>> Begin Text block
Every human being has 24 hours a day. What he does with his time, is what makes the difference. I think it's not based on the brain. We must not always look for scapegoats: The education system is to blame; the society is to blame; this one or that one is to blame; the reason why I am a bad person is always the others. That's not true.

It is how we spend our time, and what is important. I have a crazy example, which I use in these terms: Our society is running along, as on a street, and there is a traffic accident. The car is damaged, and a guy is lying on the street, bleeding, and along come some people with experience. One is a hairdresser and he sees that the hair of this poor victim is not tidy, so he corrects it. I think this is not appropriate! And what our friend from Congo says, of course: If I'm hungry, my senses are concerned with how to get food. It's important: Otherwise, nothing functions. But then I have to ask, what is the reason for this lack of food? If there is somebody who is stealing the food, then you have to take care of him. That's is what we are discussing here. We have to do the important things first, and it's not always so easy to know what is important, and what not.

Erin Regan: So you'll be dancing in your mind, all day tomorrow. Something that absolutely uplifted me, after every speaker, was the sense of really working together. Because, since most of us arrived here, we have gone through one crisis or another, worrying about how we would sound, what we would look like. And Jonathan Tennenbaum brought up something interesting; he said, "You have to think about the audience." And this is a struggle, because I'm sure we know, we come from a horrible society, which puts much pressure on your inner self, instead of what goes on around you....
>> End Text block
>> Begin Given records
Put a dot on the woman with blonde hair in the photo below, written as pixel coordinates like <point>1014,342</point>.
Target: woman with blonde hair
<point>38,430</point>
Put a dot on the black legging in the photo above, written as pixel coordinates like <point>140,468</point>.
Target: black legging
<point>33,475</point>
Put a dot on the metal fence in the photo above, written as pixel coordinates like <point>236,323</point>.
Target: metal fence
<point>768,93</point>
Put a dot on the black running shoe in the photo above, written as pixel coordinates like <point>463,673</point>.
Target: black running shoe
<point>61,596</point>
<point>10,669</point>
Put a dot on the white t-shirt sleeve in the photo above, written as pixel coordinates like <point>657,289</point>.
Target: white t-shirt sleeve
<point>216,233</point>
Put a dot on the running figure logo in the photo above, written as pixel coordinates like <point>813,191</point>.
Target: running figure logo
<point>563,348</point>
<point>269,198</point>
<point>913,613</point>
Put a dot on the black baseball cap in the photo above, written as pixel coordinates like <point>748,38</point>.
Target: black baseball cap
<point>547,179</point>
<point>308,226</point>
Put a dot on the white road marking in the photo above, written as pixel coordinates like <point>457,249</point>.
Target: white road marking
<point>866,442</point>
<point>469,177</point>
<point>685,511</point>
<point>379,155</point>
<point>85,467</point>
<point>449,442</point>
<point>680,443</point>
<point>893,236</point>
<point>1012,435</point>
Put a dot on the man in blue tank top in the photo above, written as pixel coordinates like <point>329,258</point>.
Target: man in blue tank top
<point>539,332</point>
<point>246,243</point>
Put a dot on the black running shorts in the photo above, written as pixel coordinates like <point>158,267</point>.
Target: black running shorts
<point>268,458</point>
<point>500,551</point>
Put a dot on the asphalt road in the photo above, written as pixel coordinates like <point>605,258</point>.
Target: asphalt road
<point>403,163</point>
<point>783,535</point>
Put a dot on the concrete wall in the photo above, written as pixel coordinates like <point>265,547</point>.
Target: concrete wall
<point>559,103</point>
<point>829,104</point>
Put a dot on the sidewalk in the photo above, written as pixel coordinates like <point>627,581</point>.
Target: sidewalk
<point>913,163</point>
>> End Given records
### Task instructions
**A.** Does each statement agree with the transcript on time and priorities? Answer yes or no for each, and quote the deciding words.
(i) Every human being has 24 hours a day.
(ii) In the traffic accident example, the hairdresser treats the bleeding victim's wound.
(iii) Jonathan Tennenbaum said that you have to think about the audience.
**B.** Transcribe the lines of the entries between the line holding "Put a dot on the running" and the line holding "<point>246,243</point>", inclusive.
The entries are unrelated to the transcript.

### Correct answers
**A.**
(i) Yes: "Every human being has 24 hours a day."
(ii) No: "he sees that the hair of this poor victim is not tidy, so he corrects it."
(iii) Yes: he said, "You have to think about the audience."

**B.**
Put a dot on the running figure logo in the photo above, written as pixel coordinates like <point>813,191</point>.
Target: running figure logo
<point>563,348</point>
<point>269,198</point>
<point>913,613</point>
Put a dot on the black baseball cap in the photo above, written as pixel coordinates like <point>748,38</point>.
Target: black baseball cap
<point>547,179</point>
<point>308,226</point>
Put a dot on the white road marking in the photo above, written as pixel coordinates like <point>457,249</point>.
Target: white road marking
<point>866,442</point>
<point>469,177</point>
<point>685,511</point>
<point>379,155</point>
<point>85,467</point>
<point>449,442</point>
<point>680,443</point>
<point>893,236</point>
<point>1012,435</point>
Put a dot on the man in blue tank top in the photo above, written as pixel coordinates like <point>329,258</point>.
Target: man in blue tank top
<point>539,332</point>
<point>246,243</point>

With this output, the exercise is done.